There are many ways in which children can experience trauma. There is a lack of consensus regarding what experiences constitute childhood trauma, as well as its very definition (Kalmakis & Chandler, 2014; Oh et al., 2018), but perhaps the most well-known conceptualization of trauma is known as Adverse Childhood Experiences (ACEs). In the 1980s, Dr. Vincent Felitti, head of Kaiser Permanente’s Department of Preventive Medicine in San Diego, California, investigated why over half of all participants in a San Diego obesity clinic dropped out of the program despite all of them making great strides in their weight loss goals. Through a series of interviews with hundreds of patients, Felitti et al. (1998) found a shocking commonality among patients who had left the program. The majority of these patients had experienced sexual abuse as children. It appeared weight gain was a perceived solution to problems these individuals faced as children and, as one participant stated in an interview, was thought to be a way to prevent further abuse, as in “Overweight is overlooked, and that’s the way I need to be” (Felitti, 2019, p. 788). Indeed, interviews indicated patients’ earliest experiences continued to influence them even decades later. Years after this initial finding, this realization would compel Felitti and Dr. Robert Anda, a physician epidemiologist, to plan the ACEs study. Between 1995 and 1997, over 17,000 Kaiser Permanente patients were asked about their exposure to the following seven categories of early adversity:

  • 1.

    Witnessing violence towards the child’s mother;

  • 2.

    Household mental illness;

  • 3.

    Household substance abuse;

  • 4.

    Parental separation or divorce;

  • 5.

    Household incarceration;

  • 6.

    Abuse (emotional, physical, or sexual); and

  • 7.

    Neglect (emotional or physical)

Key Terms in this Chapter

Adverse Childhood Experiences: Traumatic events that occur prior to age 18, originally considered to include categories of trauma (neglect, abuse, household dysfunction), but due to recent research includes more experiences.

------------

WHAT TO DO:
• A. According to the passage on childhood trauma, what had most of the patients who left the San Diego obesity program experienced as children?
• B. Extend the passage on childhood trauma by writing what comes after its final sentence.

------------

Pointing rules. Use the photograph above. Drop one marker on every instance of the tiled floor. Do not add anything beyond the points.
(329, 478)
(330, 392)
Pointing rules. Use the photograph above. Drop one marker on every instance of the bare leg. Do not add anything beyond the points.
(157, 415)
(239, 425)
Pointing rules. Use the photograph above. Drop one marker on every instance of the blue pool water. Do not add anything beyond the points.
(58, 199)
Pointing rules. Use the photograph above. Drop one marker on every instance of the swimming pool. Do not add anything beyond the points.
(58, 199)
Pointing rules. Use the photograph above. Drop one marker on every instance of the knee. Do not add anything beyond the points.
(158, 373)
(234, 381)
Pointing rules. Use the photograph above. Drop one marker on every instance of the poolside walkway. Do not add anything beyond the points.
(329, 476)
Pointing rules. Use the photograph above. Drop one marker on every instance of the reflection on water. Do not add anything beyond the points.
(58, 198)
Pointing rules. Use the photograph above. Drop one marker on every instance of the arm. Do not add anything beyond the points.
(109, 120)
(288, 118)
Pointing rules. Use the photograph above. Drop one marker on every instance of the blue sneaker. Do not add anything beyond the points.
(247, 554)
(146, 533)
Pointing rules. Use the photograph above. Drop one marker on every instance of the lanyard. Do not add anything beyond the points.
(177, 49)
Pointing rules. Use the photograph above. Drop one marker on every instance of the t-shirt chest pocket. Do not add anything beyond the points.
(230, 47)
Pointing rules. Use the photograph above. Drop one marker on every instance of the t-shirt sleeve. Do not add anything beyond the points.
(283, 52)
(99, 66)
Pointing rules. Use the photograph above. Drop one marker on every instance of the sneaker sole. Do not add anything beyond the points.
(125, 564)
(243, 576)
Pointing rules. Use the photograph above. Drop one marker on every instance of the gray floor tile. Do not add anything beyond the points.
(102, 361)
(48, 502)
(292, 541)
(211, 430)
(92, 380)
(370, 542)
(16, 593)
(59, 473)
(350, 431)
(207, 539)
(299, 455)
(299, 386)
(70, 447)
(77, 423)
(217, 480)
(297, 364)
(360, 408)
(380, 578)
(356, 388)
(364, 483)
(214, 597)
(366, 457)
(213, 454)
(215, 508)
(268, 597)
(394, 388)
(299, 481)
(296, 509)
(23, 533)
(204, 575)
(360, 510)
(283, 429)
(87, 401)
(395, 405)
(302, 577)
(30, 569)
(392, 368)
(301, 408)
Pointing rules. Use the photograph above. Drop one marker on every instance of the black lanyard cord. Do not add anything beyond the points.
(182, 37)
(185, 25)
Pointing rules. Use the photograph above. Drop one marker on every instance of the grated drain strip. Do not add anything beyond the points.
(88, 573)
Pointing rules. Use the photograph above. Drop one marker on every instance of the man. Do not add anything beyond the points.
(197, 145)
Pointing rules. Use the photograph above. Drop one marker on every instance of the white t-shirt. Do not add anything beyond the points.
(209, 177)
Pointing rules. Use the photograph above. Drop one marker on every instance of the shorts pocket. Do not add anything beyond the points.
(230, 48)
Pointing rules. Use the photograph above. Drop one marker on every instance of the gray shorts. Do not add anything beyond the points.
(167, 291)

------------

RESULTS:
• A. Most of them had experienced sexual abuse as children.

• B.
Toxic Stress: Harmful and/or chronic levels of stress that are experienced without a buffer.

Stimulus Variation: The instructional practice in which the teacher varies the instructional strategies utilized within a lesson to keep the learner’s attention.

Stress Response: The body’s response to stressful stimuli that prepares an individual to deal with the stressor by fighting it, fleeing from it, or playing dead (fight-flight-freeze).

Academic Feedback: The instructional practice of giving students specific feedback regarding their responses, assignments, etc., that is more than just whether something is correct or incorrect. This feedback is given to help students understand what they did right and how they can improve.

Resilience: The ability to rebound and adjust from a stressful or traumatic event.

Multi-Tiered System of Support: Focuses on the collection of data for both baseline and progression purposes, research-based instructional interventions taught with fidelity, and support over time.

Response to Instruction and Intervention: An academic component of multi-tiered system of support.

Executive Function: A series of skills necessary for individuals to hold multiple pieces of information in mind at once, to shift between tasks, and to inhibit less desirable behaviors in exchange for more desirable ones.